EXERCISE AIM: Please reproduce the data below word for word, leaving out the pictures.

##############################

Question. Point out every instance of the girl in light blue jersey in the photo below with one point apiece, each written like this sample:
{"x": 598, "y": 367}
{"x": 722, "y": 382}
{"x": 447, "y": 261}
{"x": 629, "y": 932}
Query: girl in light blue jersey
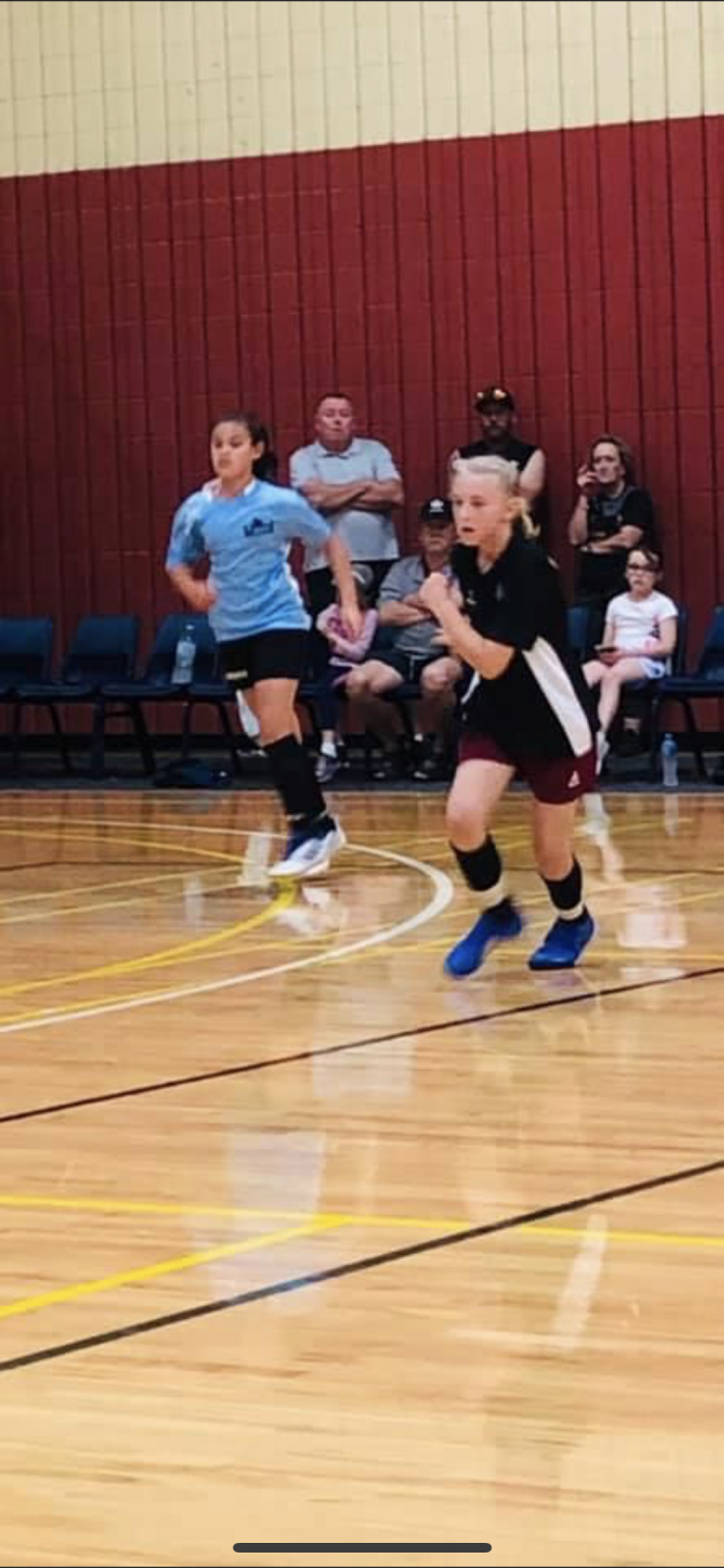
{"x": 245, "y": 527}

##############################

TASK RESPONSE:
Question. Point out every instance of the girl in light blue jersey in the photo below with one point apiece, each written like this sample:
{"x": 598, "y": 367}
{"x": 722, "y": 382}
{"x": 447, "y": 261}
{"x": 629, "y": 932}
Query: girl in light blue jersey
{"x": 245, "y": 527}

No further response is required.